--- start ---

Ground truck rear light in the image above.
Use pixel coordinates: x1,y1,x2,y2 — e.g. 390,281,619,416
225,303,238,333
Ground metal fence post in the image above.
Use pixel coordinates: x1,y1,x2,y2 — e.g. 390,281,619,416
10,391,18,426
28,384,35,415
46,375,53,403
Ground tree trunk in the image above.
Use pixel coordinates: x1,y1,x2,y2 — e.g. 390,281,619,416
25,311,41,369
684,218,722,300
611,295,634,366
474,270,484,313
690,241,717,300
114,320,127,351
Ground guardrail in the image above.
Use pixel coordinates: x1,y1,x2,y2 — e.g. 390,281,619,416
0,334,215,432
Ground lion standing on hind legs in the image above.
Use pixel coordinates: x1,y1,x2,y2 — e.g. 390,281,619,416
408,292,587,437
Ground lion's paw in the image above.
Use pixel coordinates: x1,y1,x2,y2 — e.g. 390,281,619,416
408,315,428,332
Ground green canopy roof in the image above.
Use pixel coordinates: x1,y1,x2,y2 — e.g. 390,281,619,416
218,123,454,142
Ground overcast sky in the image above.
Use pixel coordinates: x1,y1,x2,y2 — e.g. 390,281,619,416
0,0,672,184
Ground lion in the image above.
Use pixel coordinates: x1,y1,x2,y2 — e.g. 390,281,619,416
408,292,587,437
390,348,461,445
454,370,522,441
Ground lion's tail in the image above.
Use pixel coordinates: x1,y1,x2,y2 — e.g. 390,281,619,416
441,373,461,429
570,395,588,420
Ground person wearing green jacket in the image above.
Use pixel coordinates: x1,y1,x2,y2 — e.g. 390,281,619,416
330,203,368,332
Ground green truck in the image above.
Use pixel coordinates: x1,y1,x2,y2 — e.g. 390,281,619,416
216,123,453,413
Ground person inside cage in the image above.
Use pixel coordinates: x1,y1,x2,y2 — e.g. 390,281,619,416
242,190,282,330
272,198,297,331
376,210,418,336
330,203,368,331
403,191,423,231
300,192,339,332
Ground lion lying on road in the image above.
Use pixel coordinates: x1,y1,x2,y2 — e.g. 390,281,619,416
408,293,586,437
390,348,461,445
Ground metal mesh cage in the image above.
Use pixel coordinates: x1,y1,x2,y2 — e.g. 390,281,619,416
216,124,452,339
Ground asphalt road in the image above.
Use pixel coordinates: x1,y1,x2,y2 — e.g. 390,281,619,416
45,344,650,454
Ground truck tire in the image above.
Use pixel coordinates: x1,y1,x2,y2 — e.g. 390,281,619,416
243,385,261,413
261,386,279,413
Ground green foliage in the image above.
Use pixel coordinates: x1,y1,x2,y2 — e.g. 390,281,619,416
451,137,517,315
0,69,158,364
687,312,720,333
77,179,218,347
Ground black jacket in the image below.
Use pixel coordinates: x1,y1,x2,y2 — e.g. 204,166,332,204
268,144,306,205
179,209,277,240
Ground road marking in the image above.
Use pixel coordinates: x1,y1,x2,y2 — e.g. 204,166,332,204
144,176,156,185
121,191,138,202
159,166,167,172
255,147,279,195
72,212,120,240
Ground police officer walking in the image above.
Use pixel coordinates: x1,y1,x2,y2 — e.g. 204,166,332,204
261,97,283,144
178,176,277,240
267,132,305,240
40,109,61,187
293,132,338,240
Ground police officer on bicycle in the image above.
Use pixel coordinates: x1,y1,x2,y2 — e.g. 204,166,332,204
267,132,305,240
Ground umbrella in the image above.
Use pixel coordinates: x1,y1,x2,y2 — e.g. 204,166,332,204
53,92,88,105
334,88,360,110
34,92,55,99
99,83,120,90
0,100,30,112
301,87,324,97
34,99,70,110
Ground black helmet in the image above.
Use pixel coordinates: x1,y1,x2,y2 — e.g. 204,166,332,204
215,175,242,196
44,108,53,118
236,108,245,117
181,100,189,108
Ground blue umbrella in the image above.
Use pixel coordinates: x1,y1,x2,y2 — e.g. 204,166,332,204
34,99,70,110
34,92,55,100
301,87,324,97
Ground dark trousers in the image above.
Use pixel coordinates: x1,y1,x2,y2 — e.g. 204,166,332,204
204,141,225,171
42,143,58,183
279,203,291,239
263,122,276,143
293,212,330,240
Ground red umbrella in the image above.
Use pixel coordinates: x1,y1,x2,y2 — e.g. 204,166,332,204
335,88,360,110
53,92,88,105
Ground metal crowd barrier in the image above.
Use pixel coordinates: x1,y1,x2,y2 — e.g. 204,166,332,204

--- end ---

> _EXERCISE REQUIREMENTS_
Copy out all of the records above word for word, keeping every line unchanged.

> _ANSWER TO THIS PROBLEM_
Ground truck rear light in the image above.
Use pixel coordinates: x1,y1,x2,y2 — e.g. 390,281,619,416
225,303,238,333
Ground metal fence post in the image above.
Use pixel coordinates: x1,y1,x2,y2 — e.g. 390,281,619,416
10,391,18,426
28,384,35,415
46,375,53,403
Ground tree trunk in the image above.
Use pixel coordinates: x1,y1,x2,y2 — e.g. 390,281,619,416
25,311,41,369
684,218,722,300
611,295,634,366
474,270,484,313
690,241,717,300
114,320,127,351
Ground guardrail in the image above.
Use pixel coordinates: x1,y1,x2,y2 — e.g. 390,281,619,416
0,334,215,432
Ground lion standing on hind legs in the image above.
Use pixel coordinates: x1,y1,x2,y2 — e.g. 390,281,619,416
408,292,587,437
Ground lion's paw in the image above.
Use pixel coordinates: x1,y1,x2,y2 — e.g. 390,281,619,416
408,315,428,332
Ground green canopy roof in the image above.
Use pixel coordinates: x1,y1,x2,y2 — e.g. 390,281,619,416
218,123,454,142
Ground overcast sky in the image above.
Use pixel coordinates: x1,y1,x2,y2 — e.g. 390,281,619,416
0,0,672,184
Ground lion in the image above.
Use pixel coordinates: x1,y1,x2,y2 — e.g. 390,281,619,416
408,292,587,437
390,348,461,445
454,370,522,441
Ground lion's tail in the image above.
Use pixel coordinates: x1,y1,x2,y2 — e.g. 390,281,619,416
441,373,461,429
570,395,588,420
Ground person wearing green jacket in the image above.
Use pixel coordinates: x1,y1,x2,y2 — e.g. 390,281,619,416
330,203,368,332
Ground green truck in the image above.
Use pixel coordinates: x1,y1,x2,y2 — e.g. 390,281,619,416
216,123,453,413
Ground person inside cage in the image above.
Use pixel coordinates: x1,y1,x2,y2 — e.g. 390,281,619,416
242,190,282,330
272,198,297,331
376,210,418,336
330,203,368,331
403,191,423,231
300,192,339,332
Ground lion lying on road in the image above.
Use pixel coordinates: x1,y1,x2,y2 — e.g. 390,281,619,416
408,293,586,437
390,348,461,445
Ground metal mesh cage in the image above.
Use pixel coordinates: x1,y1,x2,y2 — e.g. 390,281,619,416
216,124,452,339
Ground asphalt road in the image above.
Use pixel coordinates: x1,y1,x2,y2 — e.g. 390,281,619,416
45,344,650,454
Ground truck tire in the image above.
Use pixel coordinates: x1,y1,x2,y2 — e.g. 390,281,619,416
243,385,261,413
261,386,279,413
Ground green foliage in the image above.
Use pixel coordinates: x1,y1,x2,y2 — e.g. 390,281,619,416
451,137,517,315
0,69,158,364
687,312,720,333
77,179,218,347
Ground black jacket in the image below.
Use pixel coordinates: x1,y1,x2,y2 — e.g. 204,166,332,204
268,144,306,205
179,209,277,240
Ground road marking in the image above.
Use pixel coordinates: x1,y1,x2,y2 — e.g. 204,166,332,204
144,176,156,185
121,191,138,202
159,166,167,172
255,147,279,195
72,212,120,240
Ground police officer walking in the image above.
Use pixel coordinates: x1,y1,x2,y2 — e.g. 204,166,332,204
261,97,283,144
178,176,277,240
267,132,305,240
40,109,61,187
293,132,338,240
Ground police officer on bicycle in the image above.
Use pixel coordinates: x1,y1,x2,y2 — e.g. 204,166,332,204
267,132,305,240
Ground umbrella in the image above.
Use pixel coordinates: x1,y1,x2,y2 — e.g. 204,166,332,204
53,92,88,105
334,88,360,110
34,92,55,99
99,83,120,90
0,100,30,112
301,87,324,97
34,99,70,110
Ground black helmet in the image above.
Use pixel coordinates: x1,y1,x2,y2 — e.g. 204,166,332,204
215,175,242,196
44,108,53,118
236,108,245,117
181,100,189,108
Ground blue umbrella in the image above.
Use pixel coordinates: x1,y1,x2,y2 — e.g. 204,166,332,204
34,99,70,110
34,92,55,100
301,87,324,97
Ground dark trousers in the image above.
Use pixel coordinates: x1,y1,x2,y2 — e.g. 204,166,332,204
204,141,225,171
42,143,58,183
279,203,291,239
263,122,276,143
293,212,330,240
Ground red umbrella in the image above.
Use pixel coordinates: x1,y1,x2,y2 — e.g. 204,166,332,204
335,88,360,110
53,92,88,105
Ground metal crowd barrier in the image above.
Use pixel coordinates: x1,y1,x2,y2 — e.g. 204,166,332,204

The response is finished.